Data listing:

⟨

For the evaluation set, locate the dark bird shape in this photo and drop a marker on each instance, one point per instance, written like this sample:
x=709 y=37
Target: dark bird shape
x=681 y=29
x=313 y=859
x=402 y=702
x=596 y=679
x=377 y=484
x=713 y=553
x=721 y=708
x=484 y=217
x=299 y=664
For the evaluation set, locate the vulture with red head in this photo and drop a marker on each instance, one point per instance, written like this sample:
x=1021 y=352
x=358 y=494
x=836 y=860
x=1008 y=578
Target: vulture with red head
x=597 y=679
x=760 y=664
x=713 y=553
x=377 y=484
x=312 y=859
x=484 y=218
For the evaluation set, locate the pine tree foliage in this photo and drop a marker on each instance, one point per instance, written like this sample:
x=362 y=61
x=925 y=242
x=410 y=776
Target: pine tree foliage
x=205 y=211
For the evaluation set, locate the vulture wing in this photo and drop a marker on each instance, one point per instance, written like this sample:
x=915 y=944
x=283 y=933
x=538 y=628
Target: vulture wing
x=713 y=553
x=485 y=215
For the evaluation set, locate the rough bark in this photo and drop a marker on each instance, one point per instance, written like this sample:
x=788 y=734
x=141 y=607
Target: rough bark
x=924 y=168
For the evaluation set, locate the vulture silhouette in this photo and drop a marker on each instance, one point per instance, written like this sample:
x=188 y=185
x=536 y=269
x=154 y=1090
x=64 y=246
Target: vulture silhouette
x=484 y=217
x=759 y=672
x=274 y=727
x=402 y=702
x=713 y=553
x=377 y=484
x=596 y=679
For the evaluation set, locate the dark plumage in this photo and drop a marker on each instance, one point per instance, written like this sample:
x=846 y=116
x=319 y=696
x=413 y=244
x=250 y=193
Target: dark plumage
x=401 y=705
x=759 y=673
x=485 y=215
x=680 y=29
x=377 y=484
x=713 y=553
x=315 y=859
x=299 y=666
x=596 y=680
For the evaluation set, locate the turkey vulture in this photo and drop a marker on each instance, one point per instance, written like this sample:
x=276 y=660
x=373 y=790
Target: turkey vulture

⟩

= Goal of the exercise =
Add 12 to every number in the answer coordinates, leaving the sample coordinates unchanged, and reproduce every row from the line containing "For the evaluation set, locate the rough" through the end of the rows, both ends included.

= Written solution =
For the evaluation set, locate the rough bark in this photo and drop a marker on each instance, one point per instance, written like this sample:
x=788 y=734
x=141 y=607
Target: rough bark
x=936 y=180
For the evaluation set, locate the vulture silhouette in this photo and drop a marker on each instance, one point per instance, written like this sample:
x=188 y=185
x=536 y=269
x=154 y=1090
x=64 y=246
Target: vulture silhouette
x=496 y=229
x=771 y=684
x=286 y=739
x=414 y=714
x=725 y=565
x=389 y=496
x=608 y=691
For the evaluation set, locate the dark plumage in this photo and drop a marker on each instance, one point per instance, written like this sample:
x=846 y=116
x=319 y=696
x=413 y=244
x=250 y=193
Target: dark plumage
x=413 y=717
x=771 y=685
x=497 y=227
x=692 y=41
x=389 y=496
x=725 y=565
x=327 y=871
x=311 y=678
x=608 y=692
For the evaluation set, locate the turkey vulture in this photo and drop a marker on each instance, one point per instance, written like this sample:
x=276 y=660
x=373 y=790
Target: turkey vulture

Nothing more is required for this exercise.